Patterns of spatial variation of haplogroup frequencies

In order to allow comparisons between haplogroup frequencies in different Iberian regions, a common sequence segment was used for haplogroup classification of the full database. Haplogroups were additionally collapsed into main haplogroup categories that represent the main European phylogenetic branches. The most frequent category is haplogroup H (Fig 1). The frequency estimated for haplogroup H might represent an underestimation, given that the control region alone provides limited phylogenetic resolution. The patterns observed are however very informative of the population stratification existing in the Iberian Peninsula. The estimated frequency of haplogroup H ranges from 52% in the Cantabrian Coast to 32% in the Iberian Plateau (and 37%-39% in the Mediterranean and Andalusia); Fig 1. The high frequency of haplogroup H in the North of Iberia spans all along the Portuguese territories, where frequencies range from 49% in the North to 45% in the South. Haplogroup U constitutes the second most frequent haplogroup in Iberia; its frequency is similar in the main Iberian regions; it reaches the highest frequency in North of Portugal (26%). Differences for the rest of the haplogroup categories are not so marked when examined by main geographic regions. Some differential pattern is more apparent when examining the data by political regions (S1 Fig). Again, the regions in the North (Basque Country, Cantabria, and Galicia) show the highest haplogroup H frequencies. Haplogroup U reaches 27% in the community of Madrid and 17% in the Basque Country, Valencia and Aragón; the lowest value was found in La Rioja (5%; although here the sample size is small). The polyphyletic cluster A+B+C+D represents the Native American ancestry existing in Iberia, mainly explained by modern South and Central American (Ecuador Colombia, Bolivia, Peru, etc.) immigration into Iberian territories (Instituto Nacional de Estadística: http://www.ine.es). The Native American ancestry of this collapsed category is coherent with the fact that it is only present in Iberia and virtually absent in Portugal (where immigration of Native American communities is much lower than in Spain; Instituto Nacional de Estatística: https://www.ine.pt/). Finally, sub-Saharan L-haplogroups are slightly more frequent in Andalusia (3%) than in the other Iberian regions.

■ WORK INSTRUCTIONS ■
Reproduce, word for word, the full passage on spatial variation of haplogroup frequencies in Iberia.

■ INPUT DATA ■
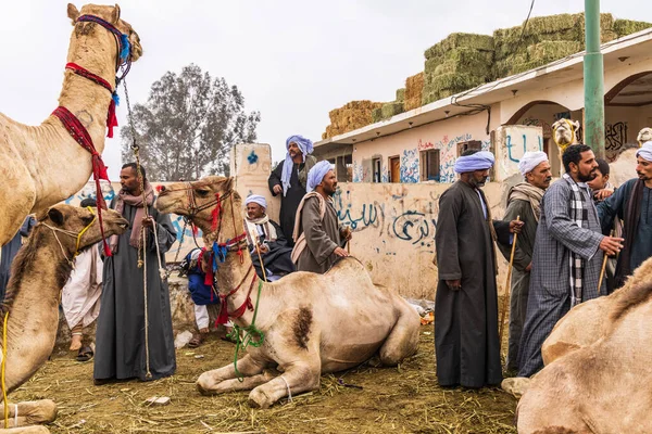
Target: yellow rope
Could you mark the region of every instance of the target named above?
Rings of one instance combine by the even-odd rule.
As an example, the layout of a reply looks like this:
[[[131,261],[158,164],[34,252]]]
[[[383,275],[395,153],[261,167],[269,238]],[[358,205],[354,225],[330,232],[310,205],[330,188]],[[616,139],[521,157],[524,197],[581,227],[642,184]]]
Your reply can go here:
[[[4,404],[4,429],[9,429],[9,403],[7,401],[7,385],[4,384],[4,366],[7,365],[7,321],[9,312],[4,314],[4,326],[2,328],[2,403]]]

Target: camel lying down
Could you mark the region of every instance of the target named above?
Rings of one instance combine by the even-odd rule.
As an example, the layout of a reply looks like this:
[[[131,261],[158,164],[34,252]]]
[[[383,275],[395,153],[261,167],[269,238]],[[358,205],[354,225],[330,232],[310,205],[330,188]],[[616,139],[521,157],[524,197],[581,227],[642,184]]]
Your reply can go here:
[[[355,367],[376,354],[383,365],[396,366],[416,353],[418,314],[394,291],[375,285],[355,258],[338,261],[325,275],[294,272],[272,283],[256,281],[246,239],[231,241],[244,232],[233,179],[208,177],[167,186],[156,207],[189,216],[204,232],[205,245],[228,248],[215,279],[229,314],[247,307],[248,291],[250,306],[258,305],[255,327],[264,333],[264,343],[249,346],[238,360],[243,381],[229,363],[201,374],[197,385],[202,394],[252,390],[250,405],[267,408],[286,396],[317,390],[322,373]],[[212,230],[214,210],[216,230]],[[246,308],[231,320],[246,328],[253,316]]]

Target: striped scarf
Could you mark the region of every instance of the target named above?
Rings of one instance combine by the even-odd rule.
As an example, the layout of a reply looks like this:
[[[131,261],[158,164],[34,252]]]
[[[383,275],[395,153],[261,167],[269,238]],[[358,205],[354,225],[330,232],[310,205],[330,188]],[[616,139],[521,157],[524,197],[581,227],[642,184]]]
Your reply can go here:
[[[570,197],[570,219],[580,228],[589,227],[589,210],[585,206],[585,197],[579,190],[579,186],[568,174],[562,176],[570,187],[573,196]],[[584,278],[584,259],[581,256],[570,251],[569,256],[570,267],[570,307],[581,303],[582,278]]]

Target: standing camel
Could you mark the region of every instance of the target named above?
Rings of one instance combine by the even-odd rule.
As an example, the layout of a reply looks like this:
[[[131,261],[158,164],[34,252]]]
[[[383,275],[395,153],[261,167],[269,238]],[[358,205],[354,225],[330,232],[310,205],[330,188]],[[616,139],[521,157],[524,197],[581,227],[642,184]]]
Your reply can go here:
[[[112,101],[111,90],[97,80],[75,73],[75,66],[70,65],[90,72],[114,90],[116,65],[126,46],[121,40],[128,38],[130,61],[140,58],[142,48],[136,31],[120,18],[117,4],[87,4],[80,12],[68,4],[67,15],[73,21],[74,30],[59,105],[79,119],[101,154]],[[77,21],[80,16],[89,15],[111,27],[97,22]],[[118,37],[110,28],[126,35],[125,38]],[[0,113],[0,245],[13,238],[28,214],[46,209],[79,191],[91,169],[90,153],[71,137],[54,115],[50,115],[38,127],[30,127]]]
[[[237,361],[242,382],[230,363],[201,374],[202,394],[252,390],[249,404],[267,408],[285,396],[317,390],[322,373],[355,367],[374,355],[396,366],[416,353],[418,314],[394,291],[374,284],[355,258],[341,259],[325,275],[298,271],[272,283],[258,281],[231,178],[163,187],[156,208],[188,216],[203,231],[204,245],[224,259],[215,273],[222,314],[240,328],[253,326],[255,316],[264,335],[260,347],[249,346]],[[281,374],[274,375],[272,368]]]
[[[72,259],[78,250],[97,248],[96,243],[102,240],[96,217],[87,208],[70,205],[51,207],[37,217],[37,225],[12,263],[7,295],[0,305],[2,321],[9,312],[5,348],[8,393],[29,380],[52,353],[59,324],[59,296],[71,275]],[[118,213],[112,209],[104,212],[106,237],[124,233],[127,227],[128,221]],[[10,426],[51,422],[57,417],[57,406],[49,399],[10,404],[9,410]],[[3,426],[2,422],[0,426]],[[0,430],[2,432],[5,431]],[[34,426],[7,432],[49,431],[45,426]]]

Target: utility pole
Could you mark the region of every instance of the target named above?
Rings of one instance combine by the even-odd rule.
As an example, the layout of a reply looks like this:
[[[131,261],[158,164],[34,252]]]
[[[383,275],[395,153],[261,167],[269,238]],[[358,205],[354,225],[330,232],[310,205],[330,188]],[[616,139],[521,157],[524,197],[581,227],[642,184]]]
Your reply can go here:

■ ANSWER SECTION ■
Patterns of spatial variation of haplogroup frequencies

In order to allow comparisons between haplogroup frequencies in different Iberian regions, a common sequence segment was used for haplogroup classification of the full database. Haplogroups were additionally collapsed into main haplogroup categories that represent the main European phylogenetic branches. The most frequent category is haplogroup H (Fig 1). The frequency estimated for haplogroup H might represent an underestimation, given that the control region alone provides limited phylogenetic resolution. The patterns observed are however very informative of the population stratification existing in the Iberian Peninsula. The estimated frequency of haplogroup H ranges from 52% in the Cantabrian Coast to 32% in the Iberian Plateau (and 37%-39% in the Mediterranean and Andalusia); Fig 1. The high frequency of haplogroup H in the North of Iberia spans all along the Portuguese territories, where frequencies range from 49% in the North to 45% in the South. Haplogroup U constitutes the second most frequent haplogroup in Iberia; its frequency is similar in the main Iberian regions; it reaches the highest frequency in North of Portugal (26%). Differences for the rest of the haplogroup categories are not so marked when examined by main geographic regions. Some differential pattern is more apparent when examining the data by political regions (S1 Fig). Again, the regions in the North (Basque Country, Cantabria, and Galicia) show the highest haplogroup H frequencies. Haplogroup U reaches 27% in the community of Madrid and 17% in the Basque Country, Valencia and Aragón; the lowest value was found in La Rioja (5%; although here the sample size is small). The polyphyletic cluster A+B+C+D represents the Native American ancestry existing in Iberia, mainly explained by modern South and Central American (Ecuador Colombia, Bolivia, Peru, etc.) immigration into Iberian territories (Instituto Nacional de Estadística: http://www.ine.es). The Native American ancestry of this collapsed category is coherent with the fact that it is only present in Iberia and virtually absent in Portugal (where immigration of Native American communities is much lower than in Spain; Instituto Nacional de Estatística: https://www.ine.pt/). Finally, sub-Saharan L-haplogroups are slightly more frequent in Andalusia (3%) than in the other Iberian regions.